§ YOUR GOAL:
Start at the line containing "the ice surface." and transcribe every line exactly through the end of the records below, and only those lines.

§ RECORDS FOR THIS EXERCISE:
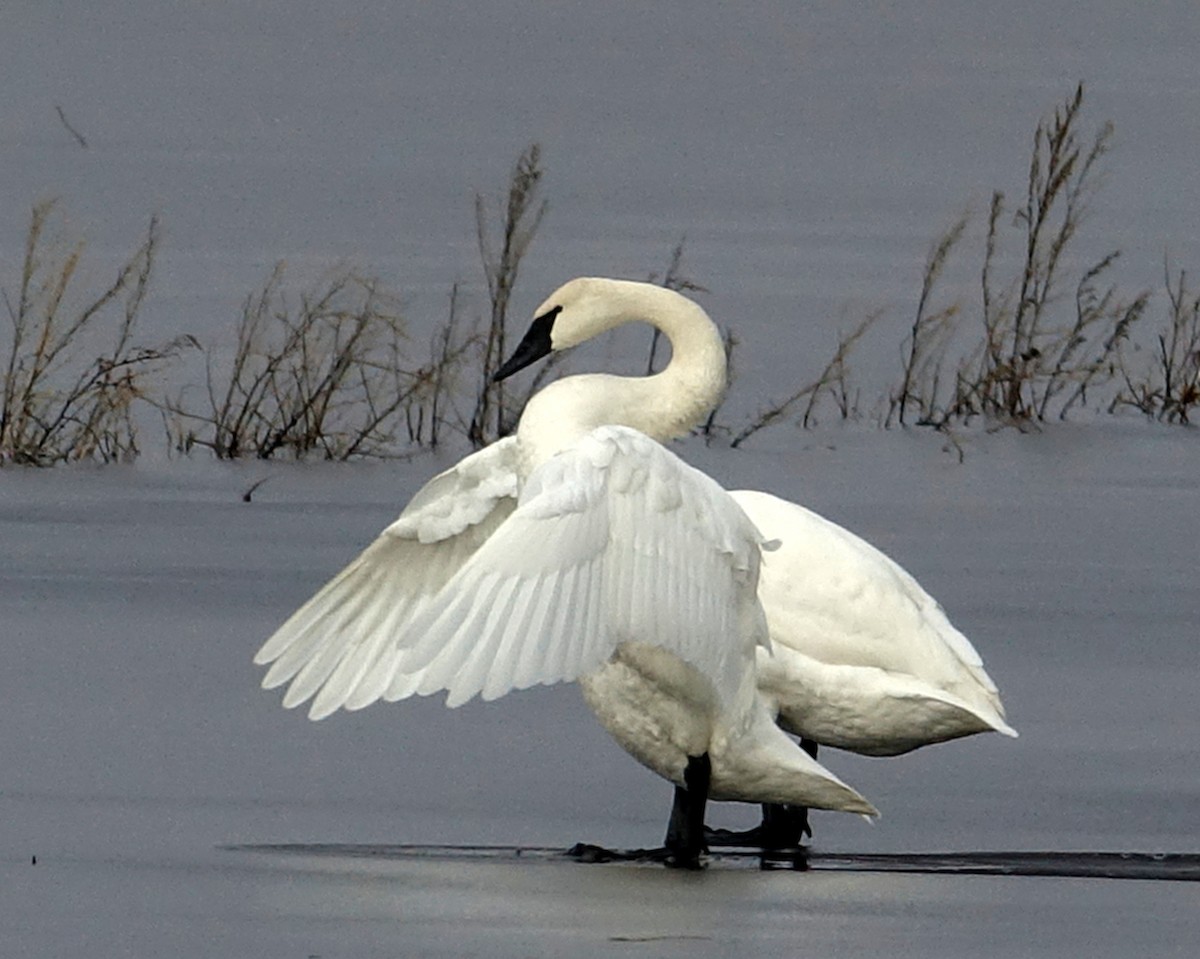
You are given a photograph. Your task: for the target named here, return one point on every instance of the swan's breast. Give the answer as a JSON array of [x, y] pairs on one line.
[[655, 706]]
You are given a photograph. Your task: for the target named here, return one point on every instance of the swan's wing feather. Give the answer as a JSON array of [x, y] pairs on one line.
[[837, 598], [611, 541], [345, 643]]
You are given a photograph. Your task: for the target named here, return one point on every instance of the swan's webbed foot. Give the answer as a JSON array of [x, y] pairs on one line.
[[781, 827]]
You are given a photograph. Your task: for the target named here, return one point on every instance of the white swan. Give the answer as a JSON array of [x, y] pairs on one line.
[[862, 658], [577, 549]]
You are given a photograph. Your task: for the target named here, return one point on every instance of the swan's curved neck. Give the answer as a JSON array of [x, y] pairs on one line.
[[664, 406]]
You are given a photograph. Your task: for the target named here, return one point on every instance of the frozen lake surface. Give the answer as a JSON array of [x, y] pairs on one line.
[[139, 743], [810, 153]]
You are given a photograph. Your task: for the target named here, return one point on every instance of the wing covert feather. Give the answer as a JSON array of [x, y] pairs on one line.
[[612, 540]]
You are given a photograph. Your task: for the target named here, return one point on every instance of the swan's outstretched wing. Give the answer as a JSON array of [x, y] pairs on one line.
[[615, 539], [835, 598], [343, 641]]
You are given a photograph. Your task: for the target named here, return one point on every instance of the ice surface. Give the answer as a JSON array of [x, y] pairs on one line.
[[137, 741], [809, 153]]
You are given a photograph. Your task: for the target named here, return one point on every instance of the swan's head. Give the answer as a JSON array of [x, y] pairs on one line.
[[574, 313]]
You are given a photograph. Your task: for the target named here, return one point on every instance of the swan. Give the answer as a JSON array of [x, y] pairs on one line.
[[862, 658], [579, 549]]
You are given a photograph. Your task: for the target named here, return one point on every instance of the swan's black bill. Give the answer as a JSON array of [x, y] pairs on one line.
[[532, 348]]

§ RESPONSE TO THE TASK:
You are given a photograph. Your task: for the target named here, return one point on every instance of the ice surface. Give the answer as a JSON array of [x, y] pairs on one line.
[[137, 741], [809, 153]]
You are given a photograph. Your task: for the target named here, return one point on every instance of the swan's head. Give the answer as a JSON array of [x, y] pairs on one line.
[[574, 313]]
You are given a photograph. Your task: for the target named here, return one point on every instance of the swan. Give the answer as a JSON array of [x, y] pairs on one line.
[[862, 658], [579, 549]]
You are given a photograph. Your task: for the target named here, return one point on every instance of the swan's black bill. Give the answer as a JSON array of [x, y] pairs on one line.
[[532, 348]]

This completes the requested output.